- Extracted material
———

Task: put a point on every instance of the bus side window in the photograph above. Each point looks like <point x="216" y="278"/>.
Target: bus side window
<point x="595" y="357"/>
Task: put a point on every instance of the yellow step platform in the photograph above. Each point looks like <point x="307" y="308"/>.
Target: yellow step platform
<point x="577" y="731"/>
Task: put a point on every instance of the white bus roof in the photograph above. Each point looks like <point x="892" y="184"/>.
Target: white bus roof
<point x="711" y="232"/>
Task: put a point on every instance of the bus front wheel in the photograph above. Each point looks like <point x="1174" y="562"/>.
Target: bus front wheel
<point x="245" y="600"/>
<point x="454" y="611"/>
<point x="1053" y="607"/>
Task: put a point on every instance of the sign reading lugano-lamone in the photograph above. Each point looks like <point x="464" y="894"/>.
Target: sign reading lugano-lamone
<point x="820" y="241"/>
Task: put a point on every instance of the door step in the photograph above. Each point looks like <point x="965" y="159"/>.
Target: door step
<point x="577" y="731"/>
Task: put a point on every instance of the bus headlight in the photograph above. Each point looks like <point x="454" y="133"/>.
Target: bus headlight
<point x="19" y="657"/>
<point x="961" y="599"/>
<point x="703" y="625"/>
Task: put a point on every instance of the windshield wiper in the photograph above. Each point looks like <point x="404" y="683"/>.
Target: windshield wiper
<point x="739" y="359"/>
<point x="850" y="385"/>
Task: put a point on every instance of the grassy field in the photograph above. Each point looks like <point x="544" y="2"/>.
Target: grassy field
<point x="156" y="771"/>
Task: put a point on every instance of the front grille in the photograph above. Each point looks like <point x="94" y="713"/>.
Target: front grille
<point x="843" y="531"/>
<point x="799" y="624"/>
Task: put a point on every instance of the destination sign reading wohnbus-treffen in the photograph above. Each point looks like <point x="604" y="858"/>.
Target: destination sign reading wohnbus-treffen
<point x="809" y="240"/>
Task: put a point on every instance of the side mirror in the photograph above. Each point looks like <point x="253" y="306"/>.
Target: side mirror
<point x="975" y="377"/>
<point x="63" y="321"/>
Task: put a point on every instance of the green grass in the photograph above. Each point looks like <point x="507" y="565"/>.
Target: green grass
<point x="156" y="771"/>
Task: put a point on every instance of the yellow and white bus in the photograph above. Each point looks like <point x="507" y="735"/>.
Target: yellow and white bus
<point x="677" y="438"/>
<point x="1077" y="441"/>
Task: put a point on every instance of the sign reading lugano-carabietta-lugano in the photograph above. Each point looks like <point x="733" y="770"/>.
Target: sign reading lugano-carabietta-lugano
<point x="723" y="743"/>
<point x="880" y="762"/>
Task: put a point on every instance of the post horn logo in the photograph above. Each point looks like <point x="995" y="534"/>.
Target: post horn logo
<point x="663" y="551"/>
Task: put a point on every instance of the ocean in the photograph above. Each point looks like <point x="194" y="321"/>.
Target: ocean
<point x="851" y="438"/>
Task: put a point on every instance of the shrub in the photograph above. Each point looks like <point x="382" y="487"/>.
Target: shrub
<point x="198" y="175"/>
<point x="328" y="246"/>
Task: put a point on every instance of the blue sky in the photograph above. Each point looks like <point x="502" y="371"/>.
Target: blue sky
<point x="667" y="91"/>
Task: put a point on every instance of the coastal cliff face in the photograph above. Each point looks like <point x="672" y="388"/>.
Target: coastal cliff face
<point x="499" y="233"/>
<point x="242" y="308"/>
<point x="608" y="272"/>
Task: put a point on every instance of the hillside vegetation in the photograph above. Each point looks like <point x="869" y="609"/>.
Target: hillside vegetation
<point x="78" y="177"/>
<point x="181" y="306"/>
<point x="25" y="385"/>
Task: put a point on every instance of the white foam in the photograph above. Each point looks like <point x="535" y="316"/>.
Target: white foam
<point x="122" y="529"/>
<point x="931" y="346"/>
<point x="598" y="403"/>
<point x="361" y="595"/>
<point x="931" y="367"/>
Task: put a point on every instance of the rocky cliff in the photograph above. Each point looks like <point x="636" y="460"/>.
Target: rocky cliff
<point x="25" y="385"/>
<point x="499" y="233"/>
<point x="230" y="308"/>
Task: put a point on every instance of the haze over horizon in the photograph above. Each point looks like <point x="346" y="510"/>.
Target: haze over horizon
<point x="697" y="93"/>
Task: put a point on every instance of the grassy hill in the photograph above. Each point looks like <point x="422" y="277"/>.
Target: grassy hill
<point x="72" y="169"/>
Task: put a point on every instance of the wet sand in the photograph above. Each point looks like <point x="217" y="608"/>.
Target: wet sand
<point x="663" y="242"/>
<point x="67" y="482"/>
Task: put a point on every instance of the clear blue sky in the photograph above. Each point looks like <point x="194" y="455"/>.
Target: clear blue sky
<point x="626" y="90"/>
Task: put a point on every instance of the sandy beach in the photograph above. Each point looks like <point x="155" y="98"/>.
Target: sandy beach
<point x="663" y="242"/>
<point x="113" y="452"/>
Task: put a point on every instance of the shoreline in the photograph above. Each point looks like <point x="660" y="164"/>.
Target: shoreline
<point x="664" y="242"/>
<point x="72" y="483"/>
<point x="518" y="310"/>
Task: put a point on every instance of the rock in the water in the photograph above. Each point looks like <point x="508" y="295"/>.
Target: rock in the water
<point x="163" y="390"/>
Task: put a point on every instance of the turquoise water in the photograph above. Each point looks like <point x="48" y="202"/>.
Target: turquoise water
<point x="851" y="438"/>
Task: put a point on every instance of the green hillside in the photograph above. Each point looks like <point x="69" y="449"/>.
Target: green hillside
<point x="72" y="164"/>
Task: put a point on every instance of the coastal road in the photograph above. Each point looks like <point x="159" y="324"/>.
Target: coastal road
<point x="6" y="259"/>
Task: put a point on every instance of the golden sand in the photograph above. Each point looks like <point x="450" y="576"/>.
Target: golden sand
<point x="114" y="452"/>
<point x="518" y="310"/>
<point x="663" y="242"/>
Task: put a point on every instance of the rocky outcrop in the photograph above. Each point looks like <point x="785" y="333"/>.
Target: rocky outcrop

———

- Problem description
Set every record down again exactly as written.

- Answer section
Task: put a point on every instance of the bus side window in the photograph above. Each point looks like <point x="216" y="278"/>.
Target: bus side window
<point x="595" y="357"/>
Task: put a point on every instance of the yellow step platform in the photograph above. Each point looks like <point x="307" y="308"/>.
Target: yellow step platform
<point x="577" y="731"/>
Task: put a point on every instance of the white bus roof in the photograph above. Each point looks like <point x="892" y="184"/>.
Target: white bus roof
<point x="711" y="232"/>
Task: put a point on every instance of the bus front wheel in the photograph above. Each point looks like <point x="1174" y="562"/>.
Target: bus front wheel
<point x="245" y="600"/>
<point x="454" y="611"/>
<point x="1053" y="607"/>
Task: put a point on every instance of the sign reading lugano-lamone in the photograph above. Each point looks like <point x="464" y="894"/>.
Target: sign reading lugano-lamone
<point x="820" y="241"/>
Task: put a point on every instance of the door step in the photograph above. Each point looks like <point x="965" y="159"/>.
Target: door step
<point x="577" y="731"/>
Task: put a point on every instance of the bus headlight in the photograph above. Each point looks like <point x="454" y="133"/>.
Target: bus headlight
<point x="19" y="657"/>
<point x="961" y="599"/>
<point x="703" y="625"/>
Task: put a point on every instance of the windshield wiper in the photograph above. Each point looks like <point x="404" y="683"/>.
Target: windshield wiper
<point x="739" y="359"/>
<point x="850" y="385"/>
Task: put a point on every instance of the grassy field in the photograph above. Each point looks like <point x="544" y="2"/>.
Target: grassy field
<point x="156" y="771"/>
Task: put a point on every instance of the front grille in the photograph above. Each point looks like <point x="94" y="713"/>.
Target: front grille
<point x="843" y="531"/>
<point x="799" y="624"/>
Task: put a point on every instance of the destination sign reading wohnbus-treffen in the photograph above. Each point looks like <point x="604" y="858"/>.
Target: destination sign reading wohnbus-treffen
<point x="809" y="240"/>
Task: put a point on every instance of the side mirror in the photograph above. Each point looks like <point x="253" y="306"/>.
Target: side mirror
<point x="975" y="377"/>
<point x="63" y="321"/>
Task: put a point on every instance of the green grass in the photograph above. Each point looks like <point x="507" y="565"/>.
Target: green grass
<point x="156" y="771"/>
Task: put a point on every instance of the yellow and white bus in the photograph above. Each point looks like <point x="507" y="735"/>.
Target: yellow and white bus
<point x="677" y="438"/>
<point x="1077" y="441"/>
Task: put a point on every instance of the sign reading lugano-carabietta-lugano in the photograph above. Each point looks like <point x="733" y="770"/>.
Target: sign reading lugano-carabietta-lugano
<point x="723" y="743"/>
<point x="880" y="762"/>
Task: put a point on every instance of the post horn logo in the photograph above. Each point looks like <point x="995" y="534"/>.
Target: post horn logo
<point x="663" y="551"/>
Task: put a point on every instance of the ocean in the photograph above. Each point looks like <point x="194" y="321"/>.
Target: ocean
<point x="851" y="438"/>
Task: put a point on every instance of the shrub in the photograph above. Each point looks like <point x="382" y="487"/>.
Target: shrub
<point x="198" y="175"/>
<point x="328" y="246"/>
Task: put a point on every instance of the blue sky in the photograph above. Each point looks like <point x="502" y="371"/>.
Target: blue sky
<point x="667" y="91"/>
Task: put a point on every instance of the coastal cliff face in the photograph above. Each point looks like <point x="672" y="388"/>.
Target: coastal cliff face
<point x="499" y="233"/>
<point x="242" y="308"/>
<point x="608" y="272"/>
Task: put a point on every instance of the hillside vegetation in the photograph above. Each point looks like <point x="869" y="609"/>.
Target: hillside vegetation
<point x="78" y="177"/>
<point x="181" y="306"/>
<point x="25" y="385"/>
Task: put a point on every instance of the white foam in the photograph above. Each point looks like <point x="535" y="316"/>.
Target: white foam
<point x="122" y="529"/>
<point x="931" y="346"/>
<point x="598" y="403"/>
<point x="361" y="595"/>
<point x="931" y="367"/>
Task: put a point on every instance of the rocky cliff in the photograph above. Each point looks like <point x="636" y="460"/>.
Target: rocky cliff
<point x="25" y="385"/>
<point x="499" y="233"/>
<point x="230" y="308"/>
Task: put a point on every instance of the haze over horizon in the photograph above. Each point looks like <point x="346" y="510"/>.
Target: haze over horizon
<point x="697" y="93"/>
Task: put a point on every instance of the grassy hill in the photograph above. Each point looks like <point x="422" y="277"/>.
Target: grassy hill
<point x="72" y="169"/>
Task: put a point on every instance of the wet sand in the photograph above. Each point looks like <point x="217" y="608"/>.
Target: wet sand
<point x="663" y="242"/>
<point x="67" y="482"/>
Task: put a point on every instance of the clear blue sky in the photograph above. Each point looks like <point x="194" y="455"/>.
Target: clear blue sky
<point x="626" y="90"/>
Task: put a point on every instance of the sandy beach in the photograph above. Each point looks like <point x="155" y="98"/>.
Target: sandy beach
<point x="663" y="242"/>
<point x="113" y="452"/>
Task: put a point on every instance of the shoreline in the photograph above. Each point looks like <point x="660" y="164"/>.
Target: shoreline
<point x="664" y="242"/>
<point x="72" y="483"/>
<point x="518" y="310"/>
Task: put a point on every instance of the rock in the water in the photograph above. Each point looks like <point x="508" y="295"/>.
Target: rock in the water
<point x="163" y="390"/>
Task: put a point on every instance of the turquoise water in the photograph above. Each point looks like <point x="48" y="202"/>.
Target: turquoise water
<point x="851" y="438"/>
Task: put a point on every instance of the green hillside in the photograph above. Each point looks like <point x="69" y="449"/>.
Target: green hillside
<point x="72" y="164"/>
Task: put a point on every instance of the coastal road in the photograph above. Each point looks like <point x="159" y="324"/>.
Target: coastal road
<point x="6" y="259"/>
Task: put a point on every instance of the golden sand in the photograph above. Each point looks like <point x="450" y="576"/>.
Target: golden sand
<point x="114" y="452"/>
<point x="518" y="310"/>
<point x="663" y="242"/>
Task: put a point on every instance of the rocky outcrop in the photograph above. Each point looks like <point x="785" y="333"/>.
Target: rocky outcrop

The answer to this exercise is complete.